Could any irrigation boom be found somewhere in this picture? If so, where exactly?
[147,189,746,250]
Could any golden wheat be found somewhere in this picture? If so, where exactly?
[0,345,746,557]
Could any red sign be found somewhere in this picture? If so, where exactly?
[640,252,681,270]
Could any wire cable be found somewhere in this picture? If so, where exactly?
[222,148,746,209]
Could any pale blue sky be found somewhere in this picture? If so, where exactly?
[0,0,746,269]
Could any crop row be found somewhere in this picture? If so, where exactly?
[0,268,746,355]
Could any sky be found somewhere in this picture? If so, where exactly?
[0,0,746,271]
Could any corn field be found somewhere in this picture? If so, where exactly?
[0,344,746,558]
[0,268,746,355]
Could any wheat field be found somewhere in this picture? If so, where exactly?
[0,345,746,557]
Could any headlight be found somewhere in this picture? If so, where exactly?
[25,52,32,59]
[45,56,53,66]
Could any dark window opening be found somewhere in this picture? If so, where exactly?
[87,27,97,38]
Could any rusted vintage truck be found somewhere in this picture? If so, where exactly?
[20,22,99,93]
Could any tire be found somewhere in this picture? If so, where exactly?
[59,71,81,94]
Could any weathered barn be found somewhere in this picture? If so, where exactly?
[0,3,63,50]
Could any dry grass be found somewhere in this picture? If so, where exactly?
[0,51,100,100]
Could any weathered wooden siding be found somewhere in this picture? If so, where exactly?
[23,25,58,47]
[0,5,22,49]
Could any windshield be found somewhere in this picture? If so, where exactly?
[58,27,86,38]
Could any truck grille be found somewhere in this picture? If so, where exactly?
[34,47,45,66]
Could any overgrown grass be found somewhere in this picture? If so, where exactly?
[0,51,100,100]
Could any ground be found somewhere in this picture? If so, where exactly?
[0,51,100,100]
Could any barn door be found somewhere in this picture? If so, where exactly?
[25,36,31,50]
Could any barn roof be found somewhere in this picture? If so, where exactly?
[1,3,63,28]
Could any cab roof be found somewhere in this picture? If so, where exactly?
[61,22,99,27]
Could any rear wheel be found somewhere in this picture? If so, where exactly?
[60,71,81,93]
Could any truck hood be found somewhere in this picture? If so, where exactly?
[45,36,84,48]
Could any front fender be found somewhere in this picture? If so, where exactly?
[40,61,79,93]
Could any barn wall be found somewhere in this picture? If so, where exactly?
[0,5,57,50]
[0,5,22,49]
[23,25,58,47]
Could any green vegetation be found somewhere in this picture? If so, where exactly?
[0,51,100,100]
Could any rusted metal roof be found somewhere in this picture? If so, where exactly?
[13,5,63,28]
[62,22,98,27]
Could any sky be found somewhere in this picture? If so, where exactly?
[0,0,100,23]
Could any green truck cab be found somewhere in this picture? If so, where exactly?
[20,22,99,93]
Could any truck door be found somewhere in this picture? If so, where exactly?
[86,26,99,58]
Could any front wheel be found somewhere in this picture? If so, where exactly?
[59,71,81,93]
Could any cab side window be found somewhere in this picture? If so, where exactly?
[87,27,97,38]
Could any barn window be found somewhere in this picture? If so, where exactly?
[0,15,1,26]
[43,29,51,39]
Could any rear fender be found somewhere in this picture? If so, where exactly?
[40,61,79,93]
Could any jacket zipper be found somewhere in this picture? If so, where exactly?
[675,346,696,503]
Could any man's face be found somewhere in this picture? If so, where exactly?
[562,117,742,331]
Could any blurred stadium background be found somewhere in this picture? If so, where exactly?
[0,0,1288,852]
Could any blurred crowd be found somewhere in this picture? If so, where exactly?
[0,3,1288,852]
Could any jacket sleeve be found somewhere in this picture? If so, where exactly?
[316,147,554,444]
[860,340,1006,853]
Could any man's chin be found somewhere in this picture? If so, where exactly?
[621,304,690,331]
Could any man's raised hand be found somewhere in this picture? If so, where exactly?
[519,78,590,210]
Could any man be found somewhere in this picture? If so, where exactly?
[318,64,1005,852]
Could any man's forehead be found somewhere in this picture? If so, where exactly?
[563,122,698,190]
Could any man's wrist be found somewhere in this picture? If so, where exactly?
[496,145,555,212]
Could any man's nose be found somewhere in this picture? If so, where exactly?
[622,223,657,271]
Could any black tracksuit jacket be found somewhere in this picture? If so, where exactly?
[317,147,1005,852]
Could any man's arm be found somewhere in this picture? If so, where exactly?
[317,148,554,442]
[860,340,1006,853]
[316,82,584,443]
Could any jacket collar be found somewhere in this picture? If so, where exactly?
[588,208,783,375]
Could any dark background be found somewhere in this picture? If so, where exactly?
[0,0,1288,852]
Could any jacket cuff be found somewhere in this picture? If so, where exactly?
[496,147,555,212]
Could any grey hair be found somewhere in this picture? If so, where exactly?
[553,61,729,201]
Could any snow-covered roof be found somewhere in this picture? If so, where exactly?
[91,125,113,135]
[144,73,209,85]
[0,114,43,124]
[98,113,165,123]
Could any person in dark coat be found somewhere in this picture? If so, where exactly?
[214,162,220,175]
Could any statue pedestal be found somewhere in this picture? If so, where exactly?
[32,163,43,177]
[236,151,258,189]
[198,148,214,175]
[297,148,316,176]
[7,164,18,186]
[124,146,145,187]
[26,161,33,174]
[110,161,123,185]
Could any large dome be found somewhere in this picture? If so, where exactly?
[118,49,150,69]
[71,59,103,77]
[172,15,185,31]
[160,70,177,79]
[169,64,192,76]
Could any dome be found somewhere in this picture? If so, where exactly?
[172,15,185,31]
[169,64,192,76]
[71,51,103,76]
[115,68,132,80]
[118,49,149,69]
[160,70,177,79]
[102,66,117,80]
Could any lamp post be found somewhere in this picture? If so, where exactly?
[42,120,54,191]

---*---

* Task to carry out
Please rewrite all of the records above, changing "where exactly" to "at which location" everywhere it occurs and leaving everything else as it is.

* Solved exercise
Could any irrigation boom be found somewhere in this picture? If so, at which location?
[147,189,746,250]
Could any golden wheat be found somewhere in this picture? If so, at which location?
[0,345,746,557]
Could any red sign be found somewhere in this picture? If so, at which location?
[640,252,681,270]
Could any wire cable be found somewhere in this picture? If so, at which location?
[222,148,746,209]
Could any pale blue sky be found somewhere in this picture? If so, at which location?
[0,0,746,269]
Could any crop row be found somewhere in this picture? If so, at which location?
[0,268,746,355]
Could any sky be found somewhere in this picture? If so, at which location?
[0,0,746,271]
Could any corn field be found somewhere in this picture? If so, at which location?
[0,344,746,558]
[0,268,746,355]
Could any wheat field be found somewhere in this picture? If so, at which location?
[0,345,746,557]
Could any headlight be found somewhere in this picture? If so, at which location?
[25,52,32,59]
[45,56,53,66]
Could any dark window opening be found somewhere in this picture? If so, at which location?
[87,27,97,38]
Could any rusted vintage truck be found somewhere in this picture? If so, at which location?
[20,22,99,93]
Could any tire be found somewhere in this picture? If so, at which location?
[59,71,81,94]
Could any weathered barn be found somewhere in this picture? If so, at which location?
[0,3,63,50]
Could any dry grass be found somewhere in this picture? If so, at which location?
[0,51,100,100]
Could any weathered wooden siding be found somewhere in this picture? If so, at which location?
[23,25,58,47]
[0,5,22,49]
Could any windshield be found somewhere in this picture? If so, at which location?
[58,27,86,38]
Could any truck grille be found somewhere in this picture? If so, at which location?
[34,47,45,66]
Could any overgrown grass be found somewhere in this picture? If so, at which location?
[0,51,100,100]
Could any ground be found somewhere in this picture? If so, at which location?
[0,51,100,100]
Could any barn door be found somewhere in this picture? If so, at which location?
[25,36,31,50]
Could any barn roof be found somewhere in this picture? If so, at which location?
[1,3,63,28]
Could any cab roof be found somewhere in this picture? If so, at which location?
[61,22,99,27]
Could any rear wheel be found somewhere in this picture? If so, at which location?
[60,71,81,93]
Could any truck hood be found somewhere in this picture? If so, at which location?
[45,36,84,48]
Could any front fender be found somewhere in this picture? If so, at which location?
[40,61,79,93]
Could any barn wall be found somewhere in this picture? If so, at which location?
[0,5,57,50]
[0,5,22,49]
[23,25,58,47]
Could any green vegetation be found somewhere in this picture? If so, at which location?
[0,51,100,100]
Could any rusted metal roof be found somewhere in this picture? If so, at which location?
[13,5,63,28]
[62,22,98,27]
Could any sky be found somewhere in this picture? If so, at which location?
[0,0,100,23]
Could any green truck cab be found somewhere in this picture? If so, at which location?
[20,22,99,93]
Could any truck door be found somewhere in this picture? If so, at which location?
[86,26,99,58]
Could any front wheel be found somewhere in this picture? If so, at which location?
[59,71,81,93]
Could any cab side window be found somewhere in this picture? If so, at which location?
[87,27,97,38]
Could any barn window be found somewhere in this picture? If so, at which location?
[0,15,1,26]
[43,29,51,39]
Could any rear fender be found somewhere in this picture? If so, at which location?
[40,61,79,93]
Could any jacket zipper be found somewhere in this picture? If so, at which location?
[675,346,696,503]
Could any man's face be found somewhere in this picture? If so, at which location?
[562,117,742,331]
Could any blurred stadium background be found somewhere in this picture? If so, at which location?
[0,0,1288,852]
Could any blurred crowd be found somewhere in this picture? If so, at which location?
[0,3,1288,852]
Could any jacket sleeve be found somewhere in this picture? If so, at which location?
[316,147,554,444]
[860,340,1006,853]
Could any man's chin be found somewhere in this picture? If so, at which location?
[621,304,690,331]
Could any man's raised hand be found somewhere in this picture? If so, at which location?
[519,78,590,210]
Could any man be found somewhere in this picture? If so, at which location?
[318,64,1005,852]
Could any man's forehead be found somewhere in this picture? If so, at which location?
[563,122,698,190]
Could any man's wrist be found somewhere in this picture? If so, at which location?
[496,145,555,212]
Could any man's nose be found somewhere in this picture? If so, at which location?
[622,223,657,271]
Could any black tracksuit jacket be found somewhere in this picture? If so, at which location?
[317,147,1005,852]
Could any man's arm be found somewhere in this picture? If so, at which location?
[317,148,554,442]
[860,340,1006,853]
[316,82,584,443]
Could any jacket collar be found somewhere in this picture? If so, at which location?
[588,208,783,375]
Could any dark background be found somewhere in this picture? If so, at which location?
[0,0,1288,852]
Could any jacket cuff be found somewhere in this picture? If so, at which location?
[496,147,555,212]
Could any grey hair be found somewhere in this picture? If so, at which location?
[553,61,729,201]
Could any snow-covered roof be found somewhere in this picture? If so, at which location?
[91,125,113,135]
[144,73,209,85]
[0,114,43,124]
[98,113,165,123]
Could any person in dark coat be found somewhere in this picture? If so, at which location?
[214,162,220,175]
Could any statue pedestal be found somewhere in this picture? If so, at which location?
[32,163,43,177]
[236,151,258,189]
[198,148,214,175]
[297,148,316,176]
[7,164,18,186]
[124,146,145,187]
[26,161,33,174]
[110,161,123,185]
Could any large dome be found somewhere in this picture? If so, at which location?
[118,49,150,69]
[71,59,103,77]
[172,15,185,31]
[160,70,177,79]
[169,64,192,76]
Could any dome be found somewhere in this picture? If so, at which location?
[172,15,185,31]
[169,64,192,76]
[71,51,103,76]
[115,68,132,80]
[118,49,149,69]
[160,70,177,79]
[102,66,117,80]
Could any lamp post be found somewhere in this picture? If so, at which location?
[42,120,54,191]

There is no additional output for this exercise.